Dataset extract:
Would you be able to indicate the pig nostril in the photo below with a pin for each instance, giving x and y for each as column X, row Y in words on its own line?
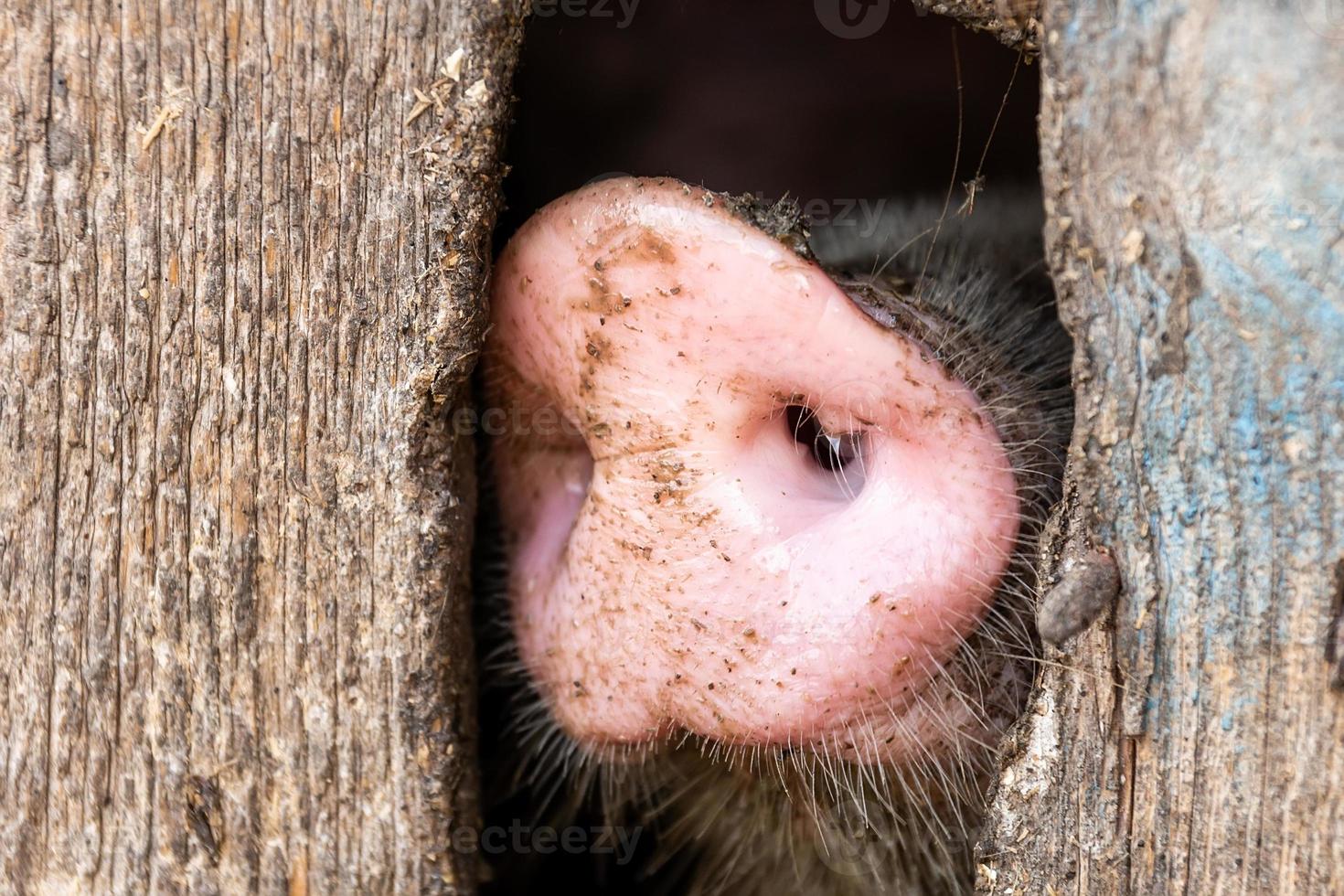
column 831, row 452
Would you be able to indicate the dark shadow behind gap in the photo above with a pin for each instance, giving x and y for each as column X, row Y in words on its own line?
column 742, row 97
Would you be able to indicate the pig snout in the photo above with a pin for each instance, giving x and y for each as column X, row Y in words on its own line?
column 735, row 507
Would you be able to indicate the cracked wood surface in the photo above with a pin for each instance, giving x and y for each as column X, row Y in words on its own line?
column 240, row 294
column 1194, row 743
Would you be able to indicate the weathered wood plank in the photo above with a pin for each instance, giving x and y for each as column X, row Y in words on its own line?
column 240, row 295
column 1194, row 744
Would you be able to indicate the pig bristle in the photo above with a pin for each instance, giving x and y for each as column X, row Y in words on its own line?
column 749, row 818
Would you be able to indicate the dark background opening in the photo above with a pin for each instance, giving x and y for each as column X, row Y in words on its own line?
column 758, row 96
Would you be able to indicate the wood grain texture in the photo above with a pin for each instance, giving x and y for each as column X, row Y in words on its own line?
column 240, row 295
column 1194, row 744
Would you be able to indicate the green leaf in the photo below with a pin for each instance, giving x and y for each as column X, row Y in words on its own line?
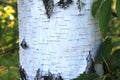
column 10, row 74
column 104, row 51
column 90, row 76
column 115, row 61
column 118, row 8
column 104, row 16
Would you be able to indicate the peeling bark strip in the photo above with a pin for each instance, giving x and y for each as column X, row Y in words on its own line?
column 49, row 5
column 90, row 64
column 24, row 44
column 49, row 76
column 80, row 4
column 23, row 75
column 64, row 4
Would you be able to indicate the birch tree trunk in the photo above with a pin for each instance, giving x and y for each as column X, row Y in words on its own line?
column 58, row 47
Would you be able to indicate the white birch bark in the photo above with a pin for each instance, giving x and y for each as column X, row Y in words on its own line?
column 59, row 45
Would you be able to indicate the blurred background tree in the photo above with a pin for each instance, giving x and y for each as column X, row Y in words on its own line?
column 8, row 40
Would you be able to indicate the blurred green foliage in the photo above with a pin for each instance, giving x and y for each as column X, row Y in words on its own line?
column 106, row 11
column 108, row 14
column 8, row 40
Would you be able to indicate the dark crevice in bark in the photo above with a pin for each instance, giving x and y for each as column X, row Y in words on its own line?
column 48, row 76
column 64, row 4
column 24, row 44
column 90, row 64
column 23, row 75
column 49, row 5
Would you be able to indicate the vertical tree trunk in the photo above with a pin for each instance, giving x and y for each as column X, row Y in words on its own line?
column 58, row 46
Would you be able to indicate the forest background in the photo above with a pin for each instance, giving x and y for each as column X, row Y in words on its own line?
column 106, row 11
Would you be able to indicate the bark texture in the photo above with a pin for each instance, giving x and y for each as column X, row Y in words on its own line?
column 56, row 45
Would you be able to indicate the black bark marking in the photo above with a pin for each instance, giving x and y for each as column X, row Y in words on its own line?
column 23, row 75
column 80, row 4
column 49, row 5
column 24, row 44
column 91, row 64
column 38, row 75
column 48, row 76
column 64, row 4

Exercise task: Repeat the data from the line with "Would you be able to indicate the white" to the line with "column 59, row 45", word for word.

The completed task:
Would you be able to indicate the white birch bark in the photo above with a pin for each instance, giving x and y for each as column X, row Y in words on its own line?
column 59, row 45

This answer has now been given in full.